Problem description:
Pick out every line in the data below that holds "city".

Records supplied:
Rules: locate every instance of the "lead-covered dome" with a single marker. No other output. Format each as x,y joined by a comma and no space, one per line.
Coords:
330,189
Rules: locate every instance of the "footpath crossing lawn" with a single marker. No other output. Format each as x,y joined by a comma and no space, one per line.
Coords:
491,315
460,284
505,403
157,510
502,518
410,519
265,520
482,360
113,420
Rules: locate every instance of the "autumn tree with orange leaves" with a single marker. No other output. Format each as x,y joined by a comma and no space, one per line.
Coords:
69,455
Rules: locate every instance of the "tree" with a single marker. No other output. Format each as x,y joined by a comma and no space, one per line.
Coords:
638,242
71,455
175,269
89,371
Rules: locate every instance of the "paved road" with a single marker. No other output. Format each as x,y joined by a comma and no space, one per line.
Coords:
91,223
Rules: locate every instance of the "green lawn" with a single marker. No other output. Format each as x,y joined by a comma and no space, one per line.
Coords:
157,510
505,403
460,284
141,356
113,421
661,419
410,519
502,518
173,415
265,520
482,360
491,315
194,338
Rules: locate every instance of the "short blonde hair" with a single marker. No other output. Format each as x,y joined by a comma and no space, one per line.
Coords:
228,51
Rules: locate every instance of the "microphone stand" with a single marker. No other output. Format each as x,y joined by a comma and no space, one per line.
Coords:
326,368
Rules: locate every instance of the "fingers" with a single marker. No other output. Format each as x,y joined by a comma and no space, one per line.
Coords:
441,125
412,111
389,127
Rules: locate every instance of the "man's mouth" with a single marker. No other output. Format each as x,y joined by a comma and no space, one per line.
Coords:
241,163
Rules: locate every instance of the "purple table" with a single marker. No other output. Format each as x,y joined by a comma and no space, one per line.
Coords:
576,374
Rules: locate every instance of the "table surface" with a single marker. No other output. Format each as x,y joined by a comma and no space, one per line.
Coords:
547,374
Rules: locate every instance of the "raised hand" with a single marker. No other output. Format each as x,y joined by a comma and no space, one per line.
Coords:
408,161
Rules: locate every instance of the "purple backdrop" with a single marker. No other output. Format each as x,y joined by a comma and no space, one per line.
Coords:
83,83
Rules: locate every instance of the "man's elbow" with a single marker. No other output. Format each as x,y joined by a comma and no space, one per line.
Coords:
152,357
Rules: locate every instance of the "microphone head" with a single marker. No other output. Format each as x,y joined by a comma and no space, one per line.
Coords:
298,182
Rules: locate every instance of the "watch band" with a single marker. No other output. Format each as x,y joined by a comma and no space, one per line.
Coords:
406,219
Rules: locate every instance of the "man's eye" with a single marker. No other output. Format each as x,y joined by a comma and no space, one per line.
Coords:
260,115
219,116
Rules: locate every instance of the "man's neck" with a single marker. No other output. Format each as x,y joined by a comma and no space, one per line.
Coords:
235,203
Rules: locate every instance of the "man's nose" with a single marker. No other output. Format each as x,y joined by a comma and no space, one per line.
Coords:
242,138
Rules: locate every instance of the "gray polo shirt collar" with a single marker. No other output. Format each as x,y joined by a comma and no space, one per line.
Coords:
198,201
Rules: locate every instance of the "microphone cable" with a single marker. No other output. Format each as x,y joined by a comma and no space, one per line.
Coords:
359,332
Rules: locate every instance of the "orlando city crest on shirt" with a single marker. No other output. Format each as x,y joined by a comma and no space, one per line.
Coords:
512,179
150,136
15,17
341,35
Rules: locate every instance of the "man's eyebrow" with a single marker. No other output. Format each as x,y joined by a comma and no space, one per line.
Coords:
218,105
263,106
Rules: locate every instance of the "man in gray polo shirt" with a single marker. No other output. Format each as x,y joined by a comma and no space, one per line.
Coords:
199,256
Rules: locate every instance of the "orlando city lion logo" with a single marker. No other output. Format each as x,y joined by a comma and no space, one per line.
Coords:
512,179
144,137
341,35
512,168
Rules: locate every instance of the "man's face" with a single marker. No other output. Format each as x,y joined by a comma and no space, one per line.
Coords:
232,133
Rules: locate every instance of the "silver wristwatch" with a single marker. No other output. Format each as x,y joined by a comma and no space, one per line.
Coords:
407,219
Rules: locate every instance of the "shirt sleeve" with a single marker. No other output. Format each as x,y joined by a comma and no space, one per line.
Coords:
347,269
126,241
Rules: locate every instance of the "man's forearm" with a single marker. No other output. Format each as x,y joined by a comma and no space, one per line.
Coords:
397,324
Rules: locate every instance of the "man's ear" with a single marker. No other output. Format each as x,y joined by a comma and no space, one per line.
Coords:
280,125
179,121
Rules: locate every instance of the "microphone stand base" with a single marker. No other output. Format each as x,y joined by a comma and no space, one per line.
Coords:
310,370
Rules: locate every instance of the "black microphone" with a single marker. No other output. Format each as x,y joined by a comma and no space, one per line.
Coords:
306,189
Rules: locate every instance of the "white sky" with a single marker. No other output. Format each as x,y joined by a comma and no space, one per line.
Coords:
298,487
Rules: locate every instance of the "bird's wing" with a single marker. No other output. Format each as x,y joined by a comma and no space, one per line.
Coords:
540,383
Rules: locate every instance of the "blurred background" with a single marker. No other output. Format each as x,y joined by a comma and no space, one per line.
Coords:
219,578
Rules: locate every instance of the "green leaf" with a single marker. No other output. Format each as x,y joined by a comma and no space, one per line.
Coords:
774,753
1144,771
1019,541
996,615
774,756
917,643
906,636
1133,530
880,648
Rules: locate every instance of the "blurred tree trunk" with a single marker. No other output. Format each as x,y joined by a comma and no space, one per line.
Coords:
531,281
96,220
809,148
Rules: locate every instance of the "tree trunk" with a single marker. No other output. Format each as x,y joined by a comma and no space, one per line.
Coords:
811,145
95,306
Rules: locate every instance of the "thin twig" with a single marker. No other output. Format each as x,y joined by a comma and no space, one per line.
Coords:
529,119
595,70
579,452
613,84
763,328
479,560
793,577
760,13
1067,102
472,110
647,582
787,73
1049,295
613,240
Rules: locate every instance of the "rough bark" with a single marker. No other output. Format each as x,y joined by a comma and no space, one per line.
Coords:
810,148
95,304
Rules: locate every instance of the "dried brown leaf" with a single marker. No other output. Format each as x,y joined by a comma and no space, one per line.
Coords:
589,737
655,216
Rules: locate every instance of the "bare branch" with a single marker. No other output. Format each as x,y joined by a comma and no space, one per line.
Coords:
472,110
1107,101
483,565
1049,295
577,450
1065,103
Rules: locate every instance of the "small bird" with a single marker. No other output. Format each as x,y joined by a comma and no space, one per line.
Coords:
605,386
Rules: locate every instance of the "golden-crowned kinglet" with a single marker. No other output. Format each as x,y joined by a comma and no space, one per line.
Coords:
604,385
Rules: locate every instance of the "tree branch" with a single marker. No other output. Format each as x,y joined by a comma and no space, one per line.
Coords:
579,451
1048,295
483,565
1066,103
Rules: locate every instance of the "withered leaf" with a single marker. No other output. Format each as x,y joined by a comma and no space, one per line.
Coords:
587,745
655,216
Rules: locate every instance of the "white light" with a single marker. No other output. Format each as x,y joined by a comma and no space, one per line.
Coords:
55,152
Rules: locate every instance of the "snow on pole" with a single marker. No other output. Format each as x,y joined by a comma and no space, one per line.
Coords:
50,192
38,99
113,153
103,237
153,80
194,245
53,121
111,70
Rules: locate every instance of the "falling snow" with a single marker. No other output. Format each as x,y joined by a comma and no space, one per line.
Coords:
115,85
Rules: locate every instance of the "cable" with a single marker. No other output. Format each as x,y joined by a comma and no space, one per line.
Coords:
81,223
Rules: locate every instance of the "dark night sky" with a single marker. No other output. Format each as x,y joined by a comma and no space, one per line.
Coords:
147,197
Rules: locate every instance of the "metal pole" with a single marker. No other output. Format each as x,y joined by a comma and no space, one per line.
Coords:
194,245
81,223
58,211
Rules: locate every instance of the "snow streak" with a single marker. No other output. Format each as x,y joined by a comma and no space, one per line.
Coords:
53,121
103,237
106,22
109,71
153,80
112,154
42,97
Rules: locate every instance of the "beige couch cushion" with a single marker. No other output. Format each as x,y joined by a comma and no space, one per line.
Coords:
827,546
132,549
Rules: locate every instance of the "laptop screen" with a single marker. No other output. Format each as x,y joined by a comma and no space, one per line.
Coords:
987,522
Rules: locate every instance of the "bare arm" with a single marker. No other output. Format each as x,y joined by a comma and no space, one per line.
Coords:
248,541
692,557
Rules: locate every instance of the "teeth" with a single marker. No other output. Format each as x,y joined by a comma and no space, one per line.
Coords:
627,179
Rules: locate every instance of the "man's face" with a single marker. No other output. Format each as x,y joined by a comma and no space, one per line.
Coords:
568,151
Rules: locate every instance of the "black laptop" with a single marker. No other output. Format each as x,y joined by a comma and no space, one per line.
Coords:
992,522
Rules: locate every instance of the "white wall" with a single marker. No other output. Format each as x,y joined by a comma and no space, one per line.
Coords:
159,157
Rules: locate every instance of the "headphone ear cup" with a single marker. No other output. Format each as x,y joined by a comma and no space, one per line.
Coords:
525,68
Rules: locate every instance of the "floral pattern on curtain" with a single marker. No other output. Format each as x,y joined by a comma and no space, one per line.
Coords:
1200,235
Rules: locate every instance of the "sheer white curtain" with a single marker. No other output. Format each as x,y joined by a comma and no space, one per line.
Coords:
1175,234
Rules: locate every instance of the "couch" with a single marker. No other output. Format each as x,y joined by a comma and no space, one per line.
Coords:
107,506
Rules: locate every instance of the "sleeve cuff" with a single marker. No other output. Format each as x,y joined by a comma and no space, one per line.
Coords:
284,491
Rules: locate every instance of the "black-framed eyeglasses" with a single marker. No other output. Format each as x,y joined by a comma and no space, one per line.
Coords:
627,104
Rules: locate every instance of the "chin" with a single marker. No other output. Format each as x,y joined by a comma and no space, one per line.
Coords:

Answer to this task:
Rules: locate every instance of the "orlando city crest on shirt" with a single marker. No other output. Format each as x,y joined by a comma and no space, one per line.
Rules: locate every instance of the "orlando city lion logo" with a single marker. No other output. Format each as x,y joined by a comma and no space, one per line.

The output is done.